Your objective:
Send back all the data below, exactly as given.

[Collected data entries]
########
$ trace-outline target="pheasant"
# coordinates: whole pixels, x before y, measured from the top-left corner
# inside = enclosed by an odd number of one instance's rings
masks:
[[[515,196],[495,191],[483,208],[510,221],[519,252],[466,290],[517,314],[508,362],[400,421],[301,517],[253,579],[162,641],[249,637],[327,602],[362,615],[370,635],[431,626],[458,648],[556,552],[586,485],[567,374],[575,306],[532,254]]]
########
Result below:
$ trace-outline target="pheasant"
# coordinates: whole pixels, x before y, measured from the top-left corner
# inside = enclosed by an odd number of one instance's rings
masks:
[[[515,196],[495,191],[483,208],[510,221],[519,252],[466,290],[517,314],[508,362],[400,421],[301,517],[253,579],[162,641],[249,637],[327,602],[362,615],[370,635],[431,626],[458,648],[556,552],[586,485],[567,374],[575,306],[532,254]]]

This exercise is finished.